■ **Assignment**: Extract, without changes, the data lines starting with the line that contains "</instance>" and going on through the end of the data.

■ **Listed records**:
※

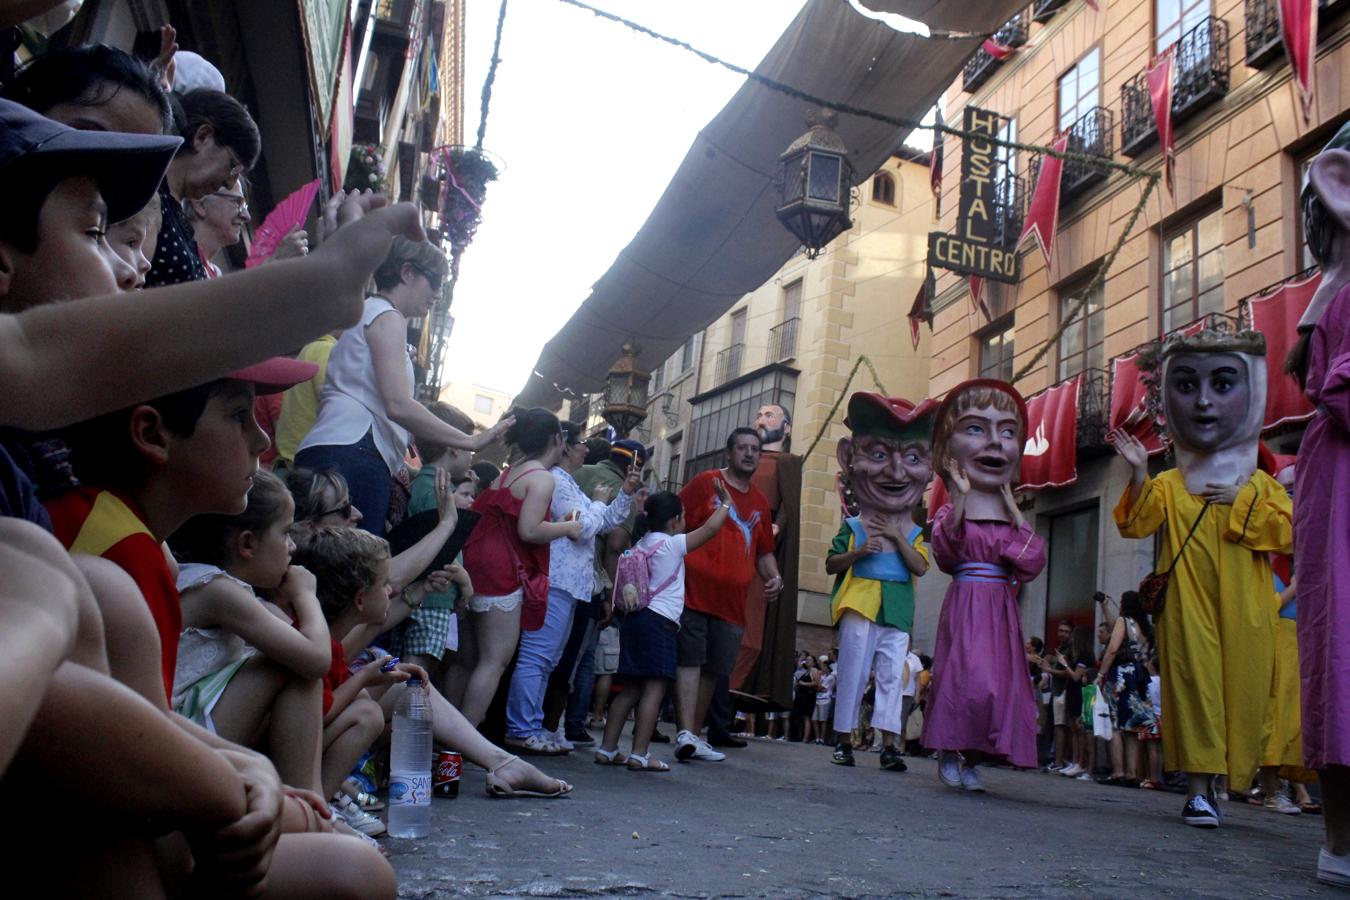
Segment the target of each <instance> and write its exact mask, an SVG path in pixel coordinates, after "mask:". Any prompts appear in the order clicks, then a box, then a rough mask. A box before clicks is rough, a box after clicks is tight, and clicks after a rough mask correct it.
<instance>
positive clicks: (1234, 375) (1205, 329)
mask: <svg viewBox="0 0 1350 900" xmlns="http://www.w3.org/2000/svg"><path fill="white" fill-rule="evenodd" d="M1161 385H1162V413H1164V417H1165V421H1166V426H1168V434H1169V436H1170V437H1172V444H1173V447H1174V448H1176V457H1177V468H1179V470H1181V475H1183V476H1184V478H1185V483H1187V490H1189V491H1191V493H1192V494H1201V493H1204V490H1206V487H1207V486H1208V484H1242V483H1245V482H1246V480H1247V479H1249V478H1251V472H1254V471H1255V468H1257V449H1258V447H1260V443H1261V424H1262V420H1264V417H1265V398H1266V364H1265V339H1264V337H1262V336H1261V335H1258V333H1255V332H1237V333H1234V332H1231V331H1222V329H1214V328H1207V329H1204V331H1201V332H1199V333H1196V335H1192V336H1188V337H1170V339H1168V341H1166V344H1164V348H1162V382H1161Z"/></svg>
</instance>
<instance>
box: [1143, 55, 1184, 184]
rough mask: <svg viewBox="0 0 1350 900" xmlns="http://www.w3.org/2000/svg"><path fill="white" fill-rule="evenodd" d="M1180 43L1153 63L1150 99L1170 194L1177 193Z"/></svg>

※

■ **Response area**:
</instance>
<instance>
box: [1143, 55, 1184, 184]
rough mask: <svg viewBox="0 0 1350 900" xmlns="http://www.w3.org/2000/svg"><path fill="white" fill-rule="evenodd" d="M1180 43L1153 63L1150 99L1170 194L1177 193Z"/></svg>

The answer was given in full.